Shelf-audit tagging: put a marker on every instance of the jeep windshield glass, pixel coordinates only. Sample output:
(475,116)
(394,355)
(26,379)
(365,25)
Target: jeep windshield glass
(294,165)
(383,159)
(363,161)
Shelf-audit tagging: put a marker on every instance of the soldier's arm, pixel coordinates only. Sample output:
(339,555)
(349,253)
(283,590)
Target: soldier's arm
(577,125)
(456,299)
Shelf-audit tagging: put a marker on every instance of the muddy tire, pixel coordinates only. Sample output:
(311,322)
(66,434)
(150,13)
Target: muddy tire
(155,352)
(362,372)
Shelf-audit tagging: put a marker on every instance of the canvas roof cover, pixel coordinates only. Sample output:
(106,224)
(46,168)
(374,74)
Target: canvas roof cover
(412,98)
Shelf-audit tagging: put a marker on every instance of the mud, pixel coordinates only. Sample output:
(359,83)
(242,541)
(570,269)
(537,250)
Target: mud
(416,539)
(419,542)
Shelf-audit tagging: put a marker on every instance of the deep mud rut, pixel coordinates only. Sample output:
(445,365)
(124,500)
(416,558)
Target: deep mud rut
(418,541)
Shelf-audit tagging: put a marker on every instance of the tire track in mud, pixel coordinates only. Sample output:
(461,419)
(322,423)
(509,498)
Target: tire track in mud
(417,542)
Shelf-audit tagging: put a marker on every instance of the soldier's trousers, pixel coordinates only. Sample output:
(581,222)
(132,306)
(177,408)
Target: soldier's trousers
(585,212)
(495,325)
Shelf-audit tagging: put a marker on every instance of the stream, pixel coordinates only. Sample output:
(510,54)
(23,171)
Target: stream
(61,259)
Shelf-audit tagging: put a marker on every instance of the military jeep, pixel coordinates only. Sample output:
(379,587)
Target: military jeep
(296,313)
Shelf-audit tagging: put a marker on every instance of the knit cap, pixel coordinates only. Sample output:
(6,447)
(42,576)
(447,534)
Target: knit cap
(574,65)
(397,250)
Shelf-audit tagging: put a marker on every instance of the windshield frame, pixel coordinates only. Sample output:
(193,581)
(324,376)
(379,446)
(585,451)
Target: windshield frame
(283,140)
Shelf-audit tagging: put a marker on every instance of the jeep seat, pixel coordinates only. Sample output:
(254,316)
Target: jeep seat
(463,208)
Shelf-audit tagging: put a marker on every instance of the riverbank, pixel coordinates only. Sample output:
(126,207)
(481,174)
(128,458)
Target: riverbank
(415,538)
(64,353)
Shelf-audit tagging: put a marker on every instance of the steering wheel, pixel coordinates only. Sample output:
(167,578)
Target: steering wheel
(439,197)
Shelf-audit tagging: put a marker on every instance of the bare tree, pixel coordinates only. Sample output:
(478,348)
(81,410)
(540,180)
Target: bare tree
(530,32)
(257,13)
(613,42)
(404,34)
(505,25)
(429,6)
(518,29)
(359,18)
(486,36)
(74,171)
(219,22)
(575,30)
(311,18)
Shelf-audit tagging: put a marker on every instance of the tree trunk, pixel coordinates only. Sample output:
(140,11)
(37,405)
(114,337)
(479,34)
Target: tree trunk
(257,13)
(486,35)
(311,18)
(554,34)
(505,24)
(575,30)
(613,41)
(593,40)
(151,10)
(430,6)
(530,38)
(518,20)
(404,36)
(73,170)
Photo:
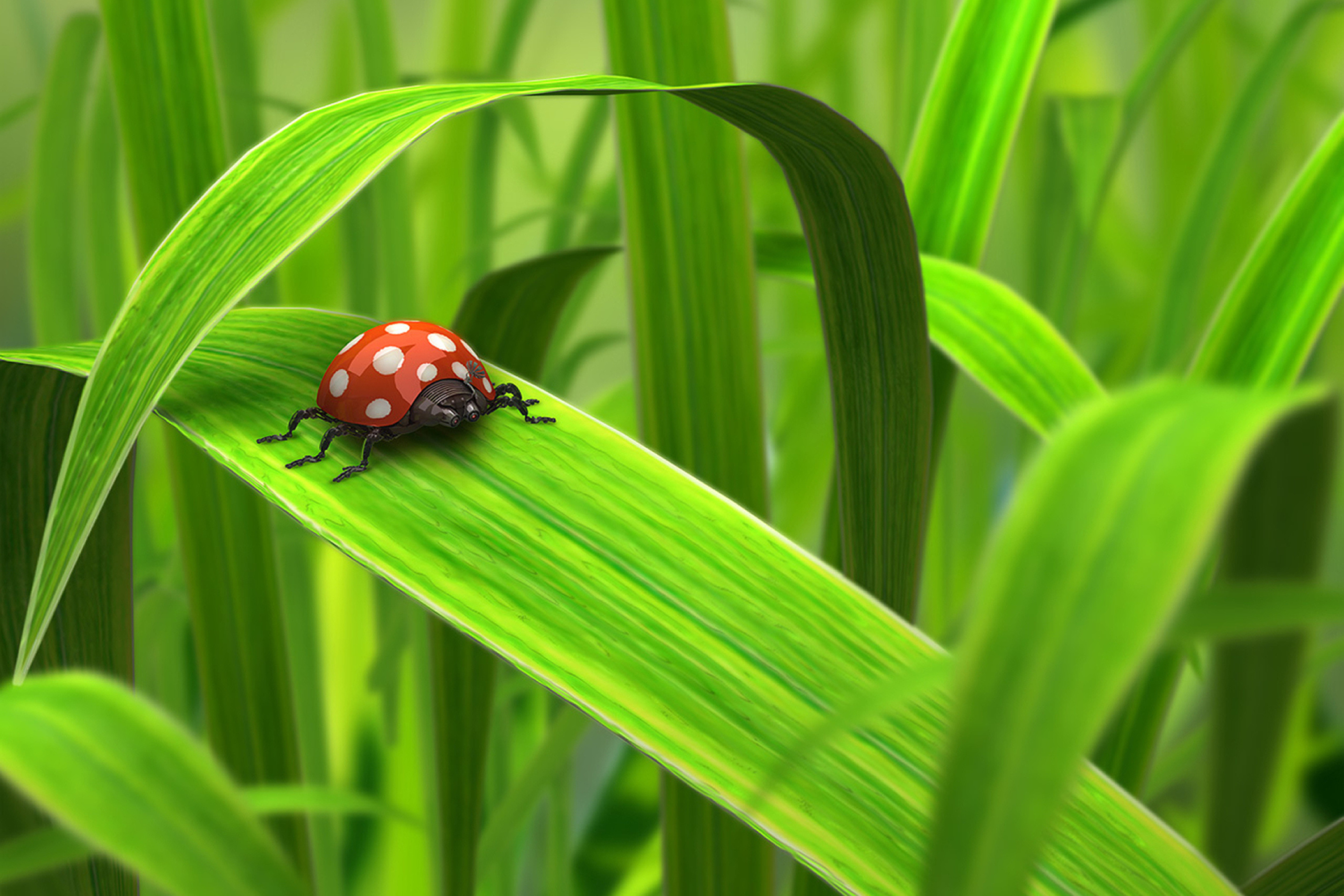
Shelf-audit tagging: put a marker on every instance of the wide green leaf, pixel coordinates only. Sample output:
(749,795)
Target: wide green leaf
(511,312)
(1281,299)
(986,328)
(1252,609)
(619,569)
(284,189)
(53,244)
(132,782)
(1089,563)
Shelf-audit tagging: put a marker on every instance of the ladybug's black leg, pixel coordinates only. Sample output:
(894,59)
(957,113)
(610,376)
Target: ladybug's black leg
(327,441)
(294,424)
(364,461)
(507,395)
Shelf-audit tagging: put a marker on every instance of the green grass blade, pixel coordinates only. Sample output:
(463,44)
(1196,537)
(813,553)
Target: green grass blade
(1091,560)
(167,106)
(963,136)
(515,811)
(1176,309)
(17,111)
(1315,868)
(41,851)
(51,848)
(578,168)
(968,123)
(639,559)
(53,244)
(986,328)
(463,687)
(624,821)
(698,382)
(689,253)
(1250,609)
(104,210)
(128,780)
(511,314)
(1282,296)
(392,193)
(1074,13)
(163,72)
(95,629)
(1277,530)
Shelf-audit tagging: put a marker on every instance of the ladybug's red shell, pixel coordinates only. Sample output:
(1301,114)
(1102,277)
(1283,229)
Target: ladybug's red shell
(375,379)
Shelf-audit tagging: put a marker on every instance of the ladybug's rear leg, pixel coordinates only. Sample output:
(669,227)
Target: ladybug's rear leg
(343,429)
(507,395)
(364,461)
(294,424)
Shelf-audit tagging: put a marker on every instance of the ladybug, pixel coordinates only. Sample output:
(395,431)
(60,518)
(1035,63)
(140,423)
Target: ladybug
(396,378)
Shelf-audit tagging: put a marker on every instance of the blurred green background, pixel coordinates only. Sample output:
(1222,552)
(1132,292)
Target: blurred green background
== == ==
▶ [PROBLEM]
Please quote every line of the records above word for word, from the first record to the last. Leave out the pictures.

▶ [EXPECTED ANSWER]
Shelf-audit tagging: put a marker on every instance of the jeep windshield glass, pixel coordinates only. Sample output:
(475,116)
(394,355)
(26,379)
(365,25)
Target: jeep windshield glass
(294,165)
(383,159)
(363,161)
Shelf-audit tagging: put a marker on every instance of the soldier's arm, pixel coordinates only. Sample output:
(339,555)
(349,253)
(283,590)
Target: soldier's arm
(577,125)
(456,299)
Shelf-audit tagging: put a marker on every instance of the muddy tire, pixel coordinates only. Sample output:
(311,322)
(66,434)
(150,13)
Target: muddy tire
(155,352)
(362,372)
Shelf-audit tagging: put a marker on every instance of the canvas roof cover, pixel coordinates only. Sample output:
(106,224)
(46,168)
(374,74)
Target: canvas roof cover
(412,98)
Shelf-audit tagging: put a marker on every instance of the mud, pixel coordinates only. Sample output:
(359,83)
(242,541)
(570,269)
(537,250)
Target: mud
(416,539)
(419,542)
Shelf-audit tagging: put a marker on every instance of the deep mud rut, pixel coordinates only. Sample output:
(445,365)
(124,500)
(416,558)
Target: deep mud rut
(418,541)
Shelf-audit tagging: put a marker on every instance of the tire track in mud, pixel coordinates only. Sample output:
(461,419)
(322,423)
(509,498)
Target: tire track in mud
(417,542)
Shelf-audit tagging: put a marker on every instance of the soldier's trousers, pixel coordinates only. Sample output:
(581,222)
(132,306)
(177,408)
Target: soldier's trousers
(585,212)
(495,325)
Shelf-audit tagging: put a marker on every instance of the stream, pixel coordinates only. Sample output:
(510,54)
(23,171)
Target: stream
(61,259)
Shelf-audit tagging: put a marker on every instance of the military jeep, pixel coordinates only. Sample output:
(379,587)
Target: military jeep
(296,313)
Shelf-audit tagging: put a marker on every instance of the knit cap, pixel coordinates only. Sample output:
(6,447)
(42,576)
(447,534)
Target: knit cap
(574,65)
(397,250)
Shelf-audit tagging: put a marker on every instance of the windshield frame, pixel coordinates only. Sample output:
(193,581)
(324,376)
(379,446)
(585,451)
Target: windshield frame
(283,140)
Shelf-audit tagging: put a marker on every instance of the jeep seat, pixel coordinates only. Sample output:
(254,316)
Target: jeep seat
(463,208)
Shelf-audit tagging: put a marker on every instance of the riverbank, pixel coordinates only. Sample output:
(126,207)
(481,174)
(128,458)
Target: riverbank
(415,538)
(64,353)
Shelf-audit tagging: put a marker on every instance of the steering wheel, pixel coordinates only. Sample output:
(167,578)
Target: steering wheel
(439,197)
Shelf-audit tagging: put a marker on every instance of the bare tree, pixel coordinates only. Sample output:
(478,348)
(81,410)
(540,180)
Target: bare tree
(530,32)
(257,13)
(613,42)
(404,34)
(505,25)
(429,6)
(518,29)
(359,18)
(486,36)
(74,171)
(219,22)
(575,30)
(311,18)
Shelf-audit tagging: put a marker on every instance of the tree trunk, pixel coordinates only. Sample output:
(140,11)
(37,405)
(114,337)
(479,34)
Target: tree trunk
(257,13)
(486,35)
(311,18)
(554,34)
(505,24)
(575,30)
(613,41)
(593,40)
(151,10)
(430,6)
(530,38)
(518,20)
(404,36)
(73,170)
Photo:
Shelf-audit tagging: put a marker on every instance of the wide green leaf, pixel coordinates only. Sample output:
(749,795)
Target: wide green leaf
(511,312)
(1281,299)
(986,328)
(1252,609)
(619,569)
(284,189)
(53,244)
(132,782)
(1089,563)
Shelf-audit tagging: put a marker on every instance of the ladybug's black leg, pixel coordinates only. Sample output:
(894,59)
(957,113)
(610,376)
Target: ladybug's black leg
(327,441)
(294,424)
(364,461)
(507,395)
Shelf-audit tagging: put a marker on every instance of the green grass blade, pixel coordinates only. Sample output:
(463,44)
(1196,537)
(813,553)
Target: green grass blade
(1091,560)
(167,106)
(963,136)
(515,811)
(1176,309)
(17,111)
(1315,868)
(41,851)
(51,848)
(578,168)
(968,123)
(639,559)
(53,244)
(986,328)
(463,687)
(624,821)
(698,382)
(689,253)
(1250,609)
(104,210)
(128,780)
(511,314)
(1282,296)
(392,193)
(1074,13)
(163,72)
(95,629)
(1277,530)
Shelf-audit tagging: put a marker on every instance of the ladybug's red shell, pixel coordinates only. Sample output:
(1301,114)
(1102,277)
(1283,229)
Target: ladybug's red shell
(375,379)
Shelf-audit tagging: put a marker on every instance of the ladybug's rear leg, pixel coordinates only. Sample output:
(669,227)
Target: ladybug's rear leg
(343,429)
(507,395)
(364,461)
(294,424)
Shelf-audit tagging: put a marker on every instance of the ladybug, pixel coordinates only. Sample output:
(395,431)
(60,518)
(1035,63)
(140,423)
Target: ladybug
(396,378)
Shelf-audit tagging: put a marker on every instance of the blurred green background, pixel coordinates only. Sample output:
(1222,552)
(1132,292)
Target: blurred green background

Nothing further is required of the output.